**WRITTEN REQUEST**
Update the items below by changing each "pixel coordinates" to "image coordinates", keeping everything else the same.

[Items with labeled points]
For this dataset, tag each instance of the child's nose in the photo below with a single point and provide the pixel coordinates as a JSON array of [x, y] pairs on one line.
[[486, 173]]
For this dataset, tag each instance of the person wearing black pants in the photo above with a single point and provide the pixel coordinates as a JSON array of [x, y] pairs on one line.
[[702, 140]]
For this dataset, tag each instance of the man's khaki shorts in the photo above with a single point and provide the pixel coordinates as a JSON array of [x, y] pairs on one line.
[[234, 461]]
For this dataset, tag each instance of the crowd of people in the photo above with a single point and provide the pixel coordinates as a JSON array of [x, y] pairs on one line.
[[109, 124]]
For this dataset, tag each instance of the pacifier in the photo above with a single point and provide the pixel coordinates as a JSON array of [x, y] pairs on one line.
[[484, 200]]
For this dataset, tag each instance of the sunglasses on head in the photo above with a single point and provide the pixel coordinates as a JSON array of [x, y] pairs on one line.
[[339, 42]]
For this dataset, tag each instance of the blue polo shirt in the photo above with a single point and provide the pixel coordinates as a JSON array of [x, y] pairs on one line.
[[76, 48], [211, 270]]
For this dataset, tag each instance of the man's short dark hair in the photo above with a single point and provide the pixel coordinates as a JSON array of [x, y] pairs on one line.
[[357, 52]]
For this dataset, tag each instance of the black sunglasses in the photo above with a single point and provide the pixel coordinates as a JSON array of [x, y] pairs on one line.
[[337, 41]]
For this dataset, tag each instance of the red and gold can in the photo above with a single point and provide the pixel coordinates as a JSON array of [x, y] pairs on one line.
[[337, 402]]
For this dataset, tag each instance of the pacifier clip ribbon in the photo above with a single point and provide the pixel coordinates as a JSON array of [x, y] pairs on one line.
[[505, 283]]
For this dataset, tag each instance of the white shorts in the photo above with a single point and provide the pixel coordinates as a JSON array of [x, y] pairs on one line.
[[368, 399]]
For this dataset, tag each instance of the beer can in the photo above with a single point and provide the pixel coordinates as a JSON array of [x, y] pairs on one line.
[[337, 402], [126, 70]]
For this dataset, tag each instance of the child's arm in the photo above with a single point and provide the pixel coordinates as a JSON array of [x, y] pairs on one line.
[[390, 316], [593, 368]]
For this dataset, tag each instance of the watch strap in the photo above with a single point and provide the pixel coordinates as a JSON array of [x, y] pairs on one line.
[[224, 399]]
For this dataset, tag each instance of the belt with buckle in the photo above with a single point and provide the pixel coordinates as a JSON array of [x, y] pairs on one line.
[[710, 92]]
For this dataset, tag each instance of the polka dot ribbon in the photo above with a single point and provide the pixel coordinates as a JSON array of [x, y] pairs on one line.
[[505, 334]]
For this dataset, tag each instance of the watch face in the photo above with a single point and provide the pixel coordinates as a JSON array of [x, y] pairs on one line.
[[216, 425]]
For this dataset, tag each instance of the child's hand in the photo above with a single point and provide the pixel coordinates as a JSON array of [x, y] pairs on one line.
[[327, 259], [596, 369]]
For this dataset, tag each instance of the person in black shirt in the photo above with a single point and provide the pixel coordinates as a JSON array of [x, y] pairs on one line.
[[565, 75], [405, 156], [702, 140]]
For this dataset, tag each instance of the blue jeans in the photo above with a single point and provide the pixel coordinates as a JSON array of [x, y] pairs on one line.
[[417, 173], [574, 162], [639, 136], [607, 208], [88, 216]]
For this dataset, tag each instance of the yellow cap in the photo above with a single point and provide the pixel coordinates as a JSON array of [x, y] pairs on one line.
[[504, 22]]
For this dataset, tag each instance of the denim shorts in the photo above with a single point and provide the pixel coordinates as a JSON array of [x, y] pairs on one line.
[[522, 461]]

**ANSWER TO THE TASK**
For this dataset, tag each instance of the child's nose in the photo below with a single point and provide the image coordinates as a JSON array of [x, y] pairs on one line.
[[486, 173]]
For this dataset, tag each instance of the person wearing black pants in the photo above with a single point and provide the image coordinates as a JSON array of [x, y] pairs on one line.
[[702, 140]]
For this dataset, tag each instance of the man's khaki shorts in the photo above with a single point and provide the image coordinates as a JSON array of [x, y] pairs on one line.
[[234, 461]]
For this dataset, tag each instance of the crowd of people in the photo above with a single point and provide the image coordinates as a JSON array of [x, y] pairs on one line.
[[109, 124]]
For this dataset, tag each instance of the pacifier in the photo above with a single point and provide the image coordinates as a JSON array of [x, y] pairs on one line.
[[484, 200]]
For this dataset, tag each instance of the sunglasses on head in the photo above with a single point and provide the image coordinates as a JSON array of [x, y] pairs on one line.
[[339, 42]]
For this dataset, tag each instance of the blue polo shirt in the photo above with a single point and provide the image coordinates as a JSON array of [x, y] pairs on one line.
[[76, 48], [211, 270]]
For this dataset, tag each instance of the man's short dark hair in the photo above with a single point and provide the image coordinates as a JSON array of [x, y] pairs on one line.
[[357, 52]]
For this dataset, tag each instance of the black sunglasses in the photo above with a single point and provide the image coordinates as a JSON array of [x, y] pairs on one line.
[[337, 41]]
For this dataset, tag each instance of the red and gold can in the photo above with a single point and provide the image coordinates as a JSON array of [x, y] pairs on one line.
[[337, 402]]
For this dataset, tag each instance of the pacifier clip ribbon in the photo above with a single point and provide the image coordinates as a JSON array of [x, y] pairs on one line.
[[505, 283]]
For this dataset, tag each instance of the white shorts in the photo above with a single point and provide the image coordinates as a JSON array of [x, y] pairs on one line.
[[368, 399]]
For this dataset, tag each instance of the beer can in the photo above with a single point and provide the image coordinates as a JSON array of [x, y] pairs on one line.
[[337, 402], [126, 70]]
For this dataset, tag each instance of the child's arm in the photo above with a single point and provide the image coordinates as a JSON array of [x, y] pairs on one line.
[[390, 316], [593, 368]]
For this dataset, tag each instance of the watch strap in the photo above with a single point and provide the image coordinates as a JSON array of [x, y] pairs on one line.
[[224, 399]]
For this dataset, tag each instance of the belt with buckle in the photo above with a single point and provide the image coordinates as a JSON array of [x, y] pairs on one line.
[[710, 92]]
For this dataset, tag each instance of the polka dot ribbon in the photo above with a single point and provide the image coordinates as a JSON array of [x, y] pairs on one line.
[[505, 334]]
For this dataset, tag each instance of the watch face in the photo above with a single point and provide the image coordinates as a JSON array of [x, y] pairs on one line.
[[216, 425]]
For this dataset, tag each instance of the child's hand in the photo above with a single point and provide the image coordinates as a JSON array of [x, y] pairs on one line.
[[327, 259], [596, 369]]
For this dataset, tag each instance of the person in black shirt in the photo above with a single point and provide the image coordinates as a JSON array of [x, y] pairs on one line.
[[565, 75], [405, 156], [702, 140]]
For this dataset, tag each instance of the blue jeans in the photo above with a single point and provide the image coordinates as a JSON array of [x, y] pairs on one line.
[[417, 173], [574, 162], [639, 136], [607, 208], [88, 216]]
For this dataset, tag each instance of the yellow cap in the photo above with a single point and provide the image coordinates as a JSON array of [x, y] pairs on one line.
[[504, 22]]
For this dataset, tag each instance of the denim shorts in the photo above with a single point and provide the image coordinates as a JSON array of [x, y] pairs on one line.
[[522, 461]]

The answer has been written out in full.